┌─ Passage provided

Review application – grounds – conflicting versions of evidence – commissioner assessed probabilities as well as evidentiary value of the evidence provided by witnesses – decision not so unreasonable as to justify a review of the award.




[1] This matter came before me as an application to review and set aside an arbitration award by the second respondent in his capacity as an arbitrator of the Transnet Bargaining Council (“the first respondent”). The application was brought in terms of Section 145 of the Labour Relations Act[1] (“the LRA”).

[2] As the applicant’s review application was filed out of time the applicant also applied for condonation for the late filing of the review application.

[3] The applicant was dismissed by the third respondent on 2 February 2012 on allegations of dishonesty and/or fraud arising out of the alleged irregular use of the third respondent’s fuel card. The applicant subsequently referred a dispute regarding the alleged unfairness of his dismissal to the Transnet Bargaining Council and the matter came before the second respondent as arbitrator on 11 April 2012 and 3 May 2012, respectively.

[4] The matter was arbitrated and in his award dated 30 May 2012, the second respondent found the dismissal of the applicant by the third respondent to have been procedurally and substantively fair. As a result he dismissed the applicant’s dispute. It is this award by the second respondent that forms the subject matter of the review application brought by the applicant, which application was filed on 27 October 2012.

Background facts

[5] At the time of his dismissal the applicant was employed by the third respondent as a service driver at the salary of R5,996.16 per month. He was employed as such from 1 January 2010 until 2 February 2012. The primary duties of the applicant were to transport crew members to various train stations. It was common cause between the parties that there were no outstanding issues, disputes or problems between the third respondent and the applicant prior to the incident which lead to the applicant’s dismissal.

[6] The incidents that resulted in the dismissal of the applicant took place on 22 May 2012, 12 June 2011, 21 May 2011, 24 May 2011 and 25 May 2011 to October 2011 respectively, and pertained to irregular fuel refills and excessive fuel consumption by the applicant.

└─
┌─ Records

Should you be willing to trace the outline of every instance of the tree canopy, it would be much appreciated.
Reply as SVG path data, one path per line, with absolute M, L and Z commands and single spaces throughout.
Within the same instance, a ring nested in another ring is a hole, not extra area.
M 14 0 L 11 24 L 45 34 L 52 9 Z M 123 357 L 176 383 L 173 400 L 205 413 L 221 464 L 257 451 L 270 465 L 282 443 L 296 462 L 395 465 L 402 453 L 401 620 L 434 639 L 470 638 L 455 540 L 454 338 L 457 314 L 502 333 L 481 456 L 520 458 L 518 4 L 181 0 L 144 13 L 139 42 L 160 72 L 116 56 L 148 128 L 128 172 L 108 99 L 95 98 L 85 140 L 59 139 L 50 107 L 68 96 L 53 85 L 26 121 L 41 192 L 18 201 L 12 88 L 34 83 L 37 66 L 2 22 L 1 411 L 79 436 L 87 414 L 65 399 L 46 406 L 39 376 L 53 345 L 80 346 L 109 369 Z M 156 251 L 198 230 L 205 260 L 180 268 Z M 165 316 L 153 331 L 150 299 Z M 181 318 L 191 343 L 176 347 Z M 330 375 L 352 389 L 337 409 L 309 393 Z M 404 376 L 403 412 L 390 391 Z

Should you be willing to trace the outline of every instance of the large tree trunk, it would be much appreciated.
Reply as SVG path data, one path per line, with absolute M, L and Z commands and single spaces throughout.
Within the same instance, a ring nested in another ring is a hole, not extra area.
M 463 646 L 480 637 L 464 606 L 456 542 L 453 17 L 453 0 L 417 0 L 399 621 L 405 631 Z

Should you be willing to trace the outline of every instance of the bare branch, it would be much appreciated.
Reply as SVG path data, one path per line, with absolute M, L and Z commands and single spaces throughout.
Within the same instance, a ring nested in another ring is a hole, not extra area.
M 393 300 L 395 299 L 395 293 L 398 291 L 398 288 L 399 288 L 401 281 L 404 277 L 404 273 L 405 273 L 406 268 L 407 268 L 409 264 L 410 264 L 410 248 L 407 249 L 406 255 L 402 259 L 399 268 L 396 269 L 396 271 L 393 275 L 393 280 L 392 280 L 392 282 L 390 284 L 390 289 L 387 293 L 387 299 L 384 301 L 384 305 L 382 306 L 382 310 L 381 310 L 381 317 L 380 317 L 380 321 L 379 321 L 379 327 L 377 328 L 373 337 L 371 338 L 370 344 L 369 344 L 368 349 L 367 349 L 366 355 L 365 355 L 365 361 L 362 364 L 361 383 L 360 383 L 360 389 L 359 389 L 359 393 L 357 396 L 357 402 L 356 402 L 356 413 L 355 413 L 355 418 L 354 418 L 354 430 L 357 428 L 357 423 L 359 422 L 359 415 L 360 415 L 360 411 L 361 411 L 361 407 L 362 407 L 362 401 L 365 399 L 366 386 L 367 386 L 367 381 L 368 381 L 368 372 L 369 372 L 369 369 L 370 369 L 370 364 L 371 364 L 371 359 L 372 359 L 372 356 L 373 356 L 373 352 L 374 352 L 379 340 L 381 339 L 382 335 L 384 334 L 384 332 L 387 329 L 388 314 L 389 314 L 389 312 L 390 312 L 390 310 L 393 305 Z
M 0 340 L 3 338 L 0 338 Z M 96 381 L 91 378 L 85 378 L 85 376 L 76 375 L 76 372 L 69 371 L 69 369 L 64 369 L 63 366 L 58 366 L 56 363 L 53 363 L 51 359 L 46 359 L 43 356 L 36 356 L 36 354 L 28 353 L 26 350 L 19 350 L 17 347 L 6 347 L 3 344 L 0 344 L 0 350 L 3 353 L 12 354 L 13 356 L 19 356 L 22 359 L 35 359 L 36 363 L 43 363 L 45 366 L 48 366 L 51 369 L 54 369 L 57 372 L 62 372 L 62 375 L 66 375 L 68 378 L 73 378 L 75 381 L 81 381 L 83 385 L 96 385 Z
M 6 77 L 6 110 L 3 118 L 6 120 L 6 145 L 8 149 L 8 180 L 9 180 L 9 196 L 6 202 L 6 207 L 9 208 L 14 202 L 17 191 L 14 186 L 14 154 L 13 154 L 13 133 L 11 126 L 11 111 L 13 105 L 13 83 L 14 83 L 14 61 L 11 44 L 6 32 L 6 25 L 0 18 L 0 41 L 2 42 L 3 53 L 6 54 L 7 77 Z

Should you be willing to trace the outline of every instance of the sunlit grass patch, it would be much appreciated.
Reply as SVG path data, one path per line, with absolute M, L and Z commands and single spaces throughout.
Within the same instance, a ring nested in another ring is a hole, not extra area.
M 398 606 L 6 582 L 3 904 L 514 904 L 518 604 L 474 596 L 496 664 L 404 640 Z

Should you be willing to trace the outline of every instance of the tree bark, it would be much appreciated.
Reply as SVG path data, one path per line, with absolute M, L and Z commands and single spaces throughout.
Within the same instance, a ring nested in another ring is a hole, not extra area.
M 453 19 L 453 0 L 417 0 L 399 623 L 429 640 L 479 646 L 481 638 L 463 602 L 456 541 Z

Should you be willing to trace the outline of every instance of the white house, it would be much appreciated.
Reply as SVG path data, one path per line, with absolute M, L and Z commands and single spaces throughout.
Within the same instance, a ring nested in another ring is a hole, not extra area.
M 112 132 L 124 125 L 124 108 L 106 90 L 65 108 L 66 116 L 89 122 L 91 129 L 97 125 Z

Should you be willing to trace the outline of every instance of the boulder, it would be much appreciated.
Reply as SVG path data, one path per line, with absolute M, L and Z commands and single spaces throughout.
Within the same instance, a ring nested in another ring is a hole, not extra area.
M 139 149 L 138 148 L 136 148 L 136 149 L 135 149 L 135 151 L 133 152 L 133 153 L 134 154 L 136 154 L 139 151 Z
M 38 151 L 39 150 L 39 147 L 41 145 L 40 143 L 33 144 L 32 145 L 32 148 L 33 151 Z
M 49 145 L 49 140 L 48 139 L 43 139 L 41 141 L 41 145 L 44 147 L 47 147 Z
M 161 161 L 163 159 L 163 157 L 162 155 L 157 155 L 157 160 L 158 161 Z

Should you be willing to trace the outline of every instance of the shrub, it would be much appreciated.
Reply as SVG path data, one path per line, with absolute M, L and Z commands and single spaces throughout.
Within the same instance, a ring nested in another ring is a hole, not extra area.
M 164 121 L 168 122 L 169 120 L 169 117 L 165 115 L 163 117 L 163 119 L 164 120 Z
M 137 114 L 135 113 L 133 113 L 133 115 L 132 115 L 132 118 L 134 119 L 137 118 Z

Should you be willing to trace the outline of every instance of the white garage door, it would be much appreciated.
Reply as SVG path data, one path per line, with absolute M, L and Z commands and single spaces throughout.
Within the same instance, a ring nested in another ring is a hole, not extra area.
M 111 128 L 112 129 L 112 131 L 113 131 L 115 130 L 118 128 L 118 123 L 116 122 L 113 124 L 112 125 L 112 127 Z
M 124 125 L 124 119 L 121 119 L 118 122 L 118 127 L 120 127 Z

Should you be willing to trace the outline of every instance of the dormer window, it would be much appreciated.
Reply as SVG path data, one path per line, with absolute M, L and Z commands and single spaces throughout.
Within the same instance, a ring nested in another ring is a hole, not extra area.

└─

Short exercise 1>
Answer these questions from the judgment excerpt:
(a) Under which section of the Labour Relations Act was the application brought?
(b) What job did the applicant hold with the third respondent, and at what monthly salary?
(c) On what date was the review application filed?
Short exercise 2> How would you render this sentence from the judgment excerpt in Spanish: "The primary duties of the applicant were to transport crew members to various train stations."

Expected output 1>
(a) Section 145
(b) Service driver, at R5,996.16 per month
(c) 27 October 2012

Expected output 2> Las funciones principales del solicitante eran transportar a los miembros de la tripulación a diversas estaciones de tren.